• [WORK INSTRUCTION]:
Your answer must be the full set of records, copied exactly, with no pictures in it.

#####

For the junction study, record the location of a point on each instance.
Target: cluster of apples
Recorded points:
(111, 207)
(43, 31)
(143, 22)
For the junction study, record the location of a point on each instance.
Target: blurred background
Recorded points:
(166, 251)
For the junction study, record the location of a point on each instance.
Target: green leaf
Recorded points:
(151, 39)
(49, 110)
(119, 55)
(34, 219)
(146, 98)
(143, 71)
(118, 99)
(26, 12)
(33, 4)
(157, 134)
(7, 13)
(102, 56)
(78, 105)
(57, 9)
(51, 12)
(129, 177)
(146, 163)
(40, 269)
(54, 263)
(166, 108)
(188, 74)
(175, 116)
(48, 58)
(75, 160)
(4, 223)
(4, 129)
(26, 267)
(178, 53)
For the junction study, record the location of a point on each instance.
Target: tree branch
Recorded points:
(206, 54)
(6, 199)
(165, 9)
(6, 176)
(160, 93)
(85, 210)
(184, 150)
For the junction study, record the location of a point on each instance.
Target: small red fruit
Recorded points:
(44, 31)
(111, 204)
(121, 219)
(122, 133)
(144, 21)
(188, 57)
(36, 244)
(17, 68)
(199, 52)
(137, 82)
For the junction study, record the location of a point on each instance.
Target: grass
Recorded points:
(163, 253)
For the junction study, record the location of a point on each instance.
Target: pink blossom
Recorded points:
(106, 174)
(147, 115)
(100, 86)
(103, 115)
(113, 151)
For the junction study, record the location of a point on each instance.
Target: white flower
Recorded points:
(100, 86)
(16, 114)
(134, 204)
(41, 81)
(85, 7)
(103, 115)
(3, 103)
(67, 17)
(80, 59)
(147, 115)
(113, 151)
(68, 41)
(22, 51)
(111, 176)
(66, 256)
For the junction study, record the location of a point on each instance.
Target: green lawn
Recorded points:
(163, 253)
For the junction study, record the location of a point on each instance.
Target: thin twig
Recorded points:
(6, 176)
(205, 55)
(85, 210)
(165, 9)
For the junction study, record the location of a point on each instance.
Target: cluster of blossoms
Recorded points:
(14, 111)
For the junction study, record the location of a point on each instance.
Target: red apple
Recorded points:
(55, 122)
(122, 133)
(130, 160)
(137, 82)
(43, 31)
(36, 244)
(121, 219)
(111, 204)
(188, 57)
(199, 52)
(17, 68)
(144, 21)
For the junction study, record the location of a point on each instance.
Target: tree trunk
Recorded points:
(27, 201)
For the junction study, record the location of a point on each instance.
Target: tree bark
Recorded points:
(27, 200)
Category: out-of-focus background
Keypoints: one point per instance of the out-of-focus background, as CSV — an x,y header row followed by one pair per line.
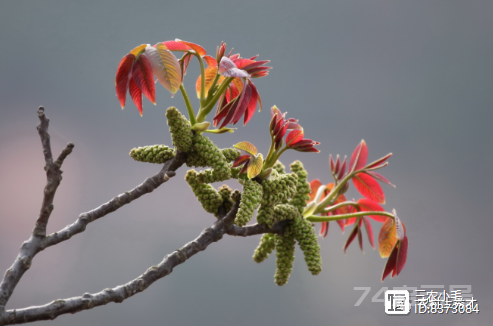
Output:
x,y
410,77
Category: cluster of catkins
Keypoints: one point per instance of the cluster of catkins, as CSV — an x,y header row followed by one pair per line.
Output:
x,y
282,196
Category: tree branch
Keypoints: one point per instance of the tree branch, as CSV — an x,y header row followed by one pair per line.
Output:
x,y
53,173
38,241
122,292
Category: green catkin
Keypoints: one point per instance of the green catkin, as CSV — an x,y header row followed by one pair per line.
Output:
x,y
230,154
303,187
285,256
205,153
277,189
279,167
211,175
285,212
265,214
152,154
209,197
250,199
265,248
307,239
226,193
179,128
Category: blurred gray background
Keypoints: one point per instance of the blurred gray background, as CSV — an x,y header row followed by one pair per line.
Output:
x,y
410,77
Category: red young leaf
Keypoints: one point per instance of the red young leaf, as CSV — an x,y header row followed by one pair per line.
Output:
x,y
338,165
369,187
366,204
387,238
294,136
369,230
324,230
314,185
197,48
241,63
380,177
136,94
122,75
144,78
241,160
211,62
175,46
341,225
360,237
343,169
401,256
400,229
379,161
252,104
359,157
244,101
390,265
351,237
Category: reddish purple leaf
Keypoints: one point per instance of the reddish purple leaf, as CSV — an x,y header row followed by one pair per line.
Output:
x,y
401,257
379,161
176,46
391,263
211,62
351,237
241,160
197,48
243,102
338,165
324,230
294,136
369,187
122,75
252,105
366,204
343,169
144,78
226,64
136,94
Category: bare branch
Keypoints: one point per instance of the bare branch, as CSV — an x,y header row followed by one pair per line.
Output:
x,y
122,292
53,173
147,186
38,240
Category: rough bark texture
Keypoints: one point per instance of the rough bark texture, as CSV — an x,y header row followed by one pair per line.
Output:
x,y
39,241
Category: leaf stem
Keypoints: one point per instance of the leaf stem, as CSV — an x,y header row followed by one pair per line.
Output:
x,y
203,112
202,79
191,113
340,205
314,218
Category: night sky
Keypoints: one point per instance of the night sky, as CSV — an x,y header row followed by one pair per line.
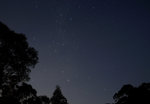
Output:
x,y
91,48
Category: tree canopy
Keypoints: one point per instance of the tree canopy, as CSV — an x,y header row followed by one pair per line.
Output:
x,y
58,97
16,59
129,94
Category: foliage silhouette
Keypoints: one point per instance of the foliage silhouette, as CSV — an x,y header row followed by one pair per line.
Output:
x,y
16,60
58,97
133,95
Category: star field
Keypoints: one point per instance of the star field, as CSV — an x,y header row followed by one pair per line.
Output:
x,y
88,47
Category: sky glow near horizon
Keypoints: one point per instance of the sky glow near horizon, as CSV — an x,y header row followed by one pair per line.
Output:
x,y
89,47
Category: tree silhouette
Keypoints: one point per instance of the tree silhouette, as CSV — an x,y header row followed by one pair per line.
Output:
x,y
44,99
16,60
58,97
133,95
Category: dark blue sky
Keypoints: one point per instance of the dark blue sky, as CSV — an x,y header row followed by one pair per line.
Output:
x,y
89,47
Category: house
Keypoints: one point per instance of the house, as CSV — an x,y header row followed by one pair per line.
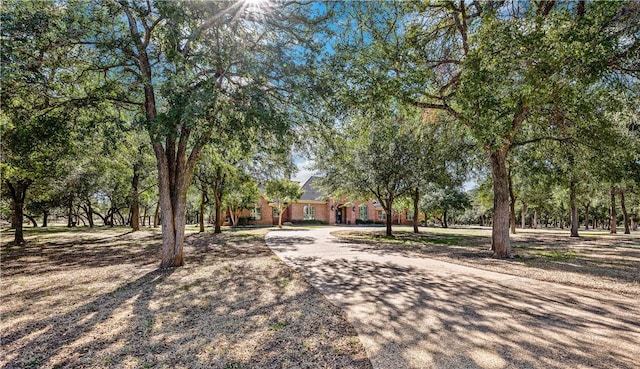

#####

• [RESULT OF THE EXERCISE]:
For the junction study, record the location of a point on each instance.
Target: cluster of apples
Recorded points:
(111, 207)
(43, 31)
(143, 22)
For the junction study, record the location of a point on each instance.
Target: blurred background
Recorded points:
(166, 251)
For the junction study, record the location of a point on each instance.
Target: green leaf
Recorded points:
(151, 39)
(49, 110)
(119, 55)
(34, 219)
(146, 98)
(143, 71)
(118, 99)
(26, 12)
(33, 4)
(157, 134)
(7, 13)
(102, 56)
(78, 105)
(57, 9)
(51, 12)
(129, 177)
(146, 163)
(40, 269)
(54, 263)
(166, 108)
(188, 74)
(175, 116)
(48, 58)
(75, 160)
(4, 223)
(4, 129)
(26, 267)
(178, 53)
For the junction study, record the location of a point on each instance.
Target: tree branch
Recorded points:
(206, 54)
(6, 199)
(165, 9)
(6, 176)
(160, 93)
(85, 210)
(184, 150)
For the junction study, record the location of a point on each instance.
Target: small red fruit
Recorded points:
(44, 31)
(111, 204)
(121, 219)
(122, 133)
(144, 21)
(188, 57)
(36, 244)
(17, 68)
(199, 52)
(137, 82)
For the junction study, record the location of a point on each instance.
Target: grass
Recorded points:
(163, 253)
For the junction study, record the location of a point on each instance.
Target: pink blossom
Recorded points:
(106, 174)
(147, 115)
(100, 86)
(103, 115)
(113, 151)
For the junction study, record the location of a point on each instance.
Target: white flower
Recorded points:
(100, 86)
(16, 114)
(134, 204)
(41, 81)
(85, 7)
(103, 115)
(3, 103)
(67, 17)
(80, 59)
(147, 115)
(113, 151)
(68, 41)
(22, 51)
(111, 176)
(66, 256)
For the junction study, record the location of a point on each instance.
Target: green lawn
Recorded points:
(163, 253)
For the junction study, record the location of a point on each instance.
Target: thin twig
Recorded points:
(6, 176)
(205, 55)
(85, 210)
(165, 9)
For the junction study, record the location of a point on each instance.
Target: cluster of blossoms
Recorded points:
(14, 111)
For the junction study, record the location of a point on each instance.
Target: red apple
Recorded points:
(55, 122)
(122, 133)
(130, 160)
(137, 82)
(43, 31)
(36, 244)
(121, 219)
(111, 204)
(188, 57)
(199, 52)
(17, 68)
(144, 21)
For the junction study, record the location of a point on each instance.
Target: tree trunk
Recorded points:
(27, 201)
For the junction study, record the location of a point on each instance.
Target: tree bark
Recorded points:
(27, 200)
Category: out-of-focus background
Keypoints: one point per instance of the out-of-focus background, as CSV — an x,y header row followed by one pair per line.
Output:
x,y
410,77
Category: cluster of catkins
Keypoints: one point per instance of the cluster of catkins, as CSV — an x,y header row followed by one pair per line.
Output:
x,y
282,196
Category: tree branch
Keypoints: one point per instance of the tree branch, as CSV — an x,y header row followed by one pair per line.
Output:
x,y
53,173
38,241
122,292
Category: green catkin
Keypoints: one point per instance of the green catkin, as CSV — an x,y header row followed by one pair per line.
Output:
x,y
230,154
303,187
285,256
205,153
277,189
279,167
211,175
285,212
265,214
152,154
209,197
250,199
265,248
307,239
226,193
179,128
Category: blurred gray background
Keypoints: one point per instance of the blurred gray background, as CSV — an x,y header row followed by one pair per line.
Output:
x,y
410,77
Category: red young leaf
Keypoints: one point per instance of the red young leaf, as CSV — an x,y header row followed by one pair per line.
Output:
x,y
338,165
369,187
366,204
387,238
294,136
369,230
324,230
314,185
197,48
241,63
380,177
136,94
122,75
144,78
241,160
211,62
175,46
341,225
360,237
343,169
401,256
400,229
379,161
252,104
359,157
244,101
390,265
351,237
Category: reddish purple leaf
Keypoints: one point per instance of the reddish purple leaf, as CSV — an x,y header row followed by one pair per line.
Output:
x,y
401,257
379,161
176,46
391,263
211,62
351,237
241,160
197,48
243,102
338,165
324,230
294,136
369,187
122,75
252,105
366,204
343,169
144,78
226,64
136,94
Category: bare branch
Keypoints: one point per instance of the bare branch, as CSV — an x,y header row followed by one pair per line.
Output:
x,y
122,292
53,173
147,186
38,240
Category: rough bark texture
Keypoints: one point per instance of the rough bark texture, as CSV — an x,y header row followed by one pair per line.
Output:
x,y
39,241
Category: leaf stem
Keypoints: one point per instance of the leaf stem, as CSV — an x,y header row followed by one pair per line.
Output:
x,y
203,112
202,79
191,113
340,205
314,218
Category: night sky
Keypoints: one point per instance of the night sky, as CSV — an x,y header row followed by one pair per line.
Output:
x,y
91,48
Category: tree canopy
Keypoints: one point per instance of the tree canopy, as CSV — an x,y header row followed by one pair per line.
Output:
x,y
58,97
16,59
129,94
Category: foliage silhouette
Keypoints: one point per instance of the foliage silhouette, as CSV — an x,y header row followed by one pair per line.
Output:
x,y
16,60
58,97
133,95
Category: star field
Keypoints: one point per instance of the star field, as CSV — an x,y header row followed by one pair per line.
Output:
x,y
88,47
Category: sky glow near horizon
Keypoints: one point per instance of the sky glow near horizon, as CSV — an x,y header row followed by one pair per line.
Output:
x,y
89,47
Category: tree silhouette
Keypoints: one point per instance of the tree silhouette, as CSV — an x,y header row followed by one pair per line.
Output:
x,y
44,99
16,60
58,97
133,95
Category: dark blue sky
Keypoints: one point per instance of the dark blue sky, as CSV — an x,y header row followed by one pair per line.
Output:
x,y
89,47
Category: house
Keypoints: one point per instance of the house, as CSV — an x,y header row followed by one pair per line.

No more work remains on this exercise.